--- Passage à examiner ---

S’agissant du processus de réconciliation en Libye, le Représentant spécial de l’ONU a salué le ferme soutien de l’Union africaine et a appelé à la tenue d’une conférence inclusive à cette fin. « La réconciliation est un processus à long terme qui devrait être inclusif. Il est centré sur les victimes et est fondé sur les droits et les principes de la justice transitionnelle », a-t-il déclaré. Pour ce qui est du cessez-le-feu, Abdoulaye Bathily a fait savoir que celui-ci continue de tenir – sans violation enregistrée depuis son dernier briefing, en décembre. Il a néanmoins averti que la situation sécuritaire de la Libye reste fragile et que les avancées récentes doivent être protégées. Parmi ceux-ci, il a déclaré que la Commission militaire mixte libyenne « 5+5 », qui travaille sur le volet militaire des négociations intra-libyennes depuis plusieurs années, a récemment approuvé les termes de référence de son sous-comité technique mixte sur le désarmement, la démobilisation et la réintégration, un élément clé de l’accord de cessez-le-feu. Il est à signaler par ailleurs que les participants à une récente réunion des voisins de la Libye – à laquelle ont pris part le Soudan et le Niger -, ont convenu de créer un comité de coordination et de partage d’informations, visant à faciliter le retrait des mercenaires et des combattants étrangers du pays.
Réactions contrastées
S’exprimant la semaine dernière lors d’une réunion du Comité de haut niveau de l’Union africaine sur la Libye, à Addis-Abeba, le secrétaire général de l’ONU António Guterres a souligné que l’ingérence extérieure avait alimenté le conflit en Libye. Il a salué la création de ce comité de coordination comme « une étape importante vers plus de stabilité et de paix en Libye et dans la région au sens large », tout en soulignant qu’il n’y a « pas d’alternative aux élections » sur le plan politique.
La Libye est aux prises avec de multiples crises depuis le renversement par les Occidentaux de Mouammar Kadhafi il y a plus d’une décennie. L’ONU s’emploie depuis à soutenir une résolution pacifique de la crise, mais sans y parvenir. En décembre 2021, la Libye a reporté puis annulé des élections présidentielles et parlementaires cruciales, suscitant la déception à l’intérieur et à l’extérieur des frontières du pays. Cette annulation est essentiellement due à l’incapacité des deux principaux camps rivaux qui se disputent le pouvoir à s’entendre sur les moutures finales des différents textes juridiques qui doivent permettre l’organisation d’élections.

--- Extraits de données ---

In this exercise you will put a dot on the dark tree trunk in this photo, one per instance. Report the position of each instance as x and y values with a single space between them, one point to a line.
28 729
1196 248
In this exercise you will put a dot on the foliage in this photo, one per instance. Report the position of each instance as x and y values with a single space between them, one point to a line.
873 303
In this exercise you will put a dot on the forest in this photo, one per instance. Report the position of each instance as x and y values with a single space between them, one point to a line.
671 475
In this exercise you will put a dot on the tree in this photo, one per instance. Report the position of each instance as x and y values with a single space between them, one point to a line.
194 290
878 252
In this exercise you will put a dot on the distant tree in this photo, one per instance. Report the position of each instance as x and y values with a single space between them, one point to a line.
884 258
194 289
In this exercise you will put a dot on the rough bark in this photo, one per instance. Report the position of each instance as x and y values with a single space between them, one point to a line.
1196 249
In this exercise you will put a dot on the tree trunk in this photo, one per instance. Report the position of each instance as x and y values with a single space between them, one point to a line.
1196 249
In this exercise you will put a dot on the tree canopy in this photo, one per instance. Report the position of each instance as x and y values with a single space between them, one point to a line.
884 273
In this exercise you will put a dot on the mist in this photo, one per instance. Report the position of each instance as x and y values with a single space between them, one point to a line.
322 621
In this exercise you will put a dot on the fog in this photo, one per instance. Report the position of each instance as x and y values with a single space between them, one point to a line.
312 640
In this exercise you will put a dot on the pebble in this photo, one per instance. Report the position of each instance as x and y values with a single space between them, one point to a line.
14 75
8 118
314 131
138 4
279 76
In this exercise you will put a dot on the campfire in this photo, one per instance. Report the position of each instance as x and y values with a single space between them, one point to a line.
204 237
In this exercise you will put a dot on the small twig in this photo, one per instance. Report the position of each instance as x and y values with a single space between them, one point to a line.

---

Tâches à faire:
a: D'après le passage sur la Libye, en quel mois et quelle année la Libye a-t-elle reporté puis annulé ses élections présidentielles et parlementaires ?
b: Recopiez fidèlement le passage sur la Libye en commençant aux mots « La Libye est » et en vous arrêtant après « permettre l’organisation d’élections. ».

Résultats des tâches:
a: En décembre 2021.

b:
La Libye est aux prises avec de multiples crises depuis le renversement par les Occidentaux de Mouammar Kadhafi il y a plus d’une décennie. L’ONU s’emploie depuis à soutenir une résolution pacifique de la crise, mais sans y parvenir. En décembre 2021, la Libye a reporté puis annulé des élections présidentielles et parlementaires cruciales, suscitant la déception à l’intérieur et à l’extérieur des frontières du pays. Cette annulation est essentiellement due à l’incapacité des deux principaux camps rivaux qui se disputent le pouvoir à s’entendre sur les moutures finales des différents textes juridiques qui doivent permettre l’organisation d’élections.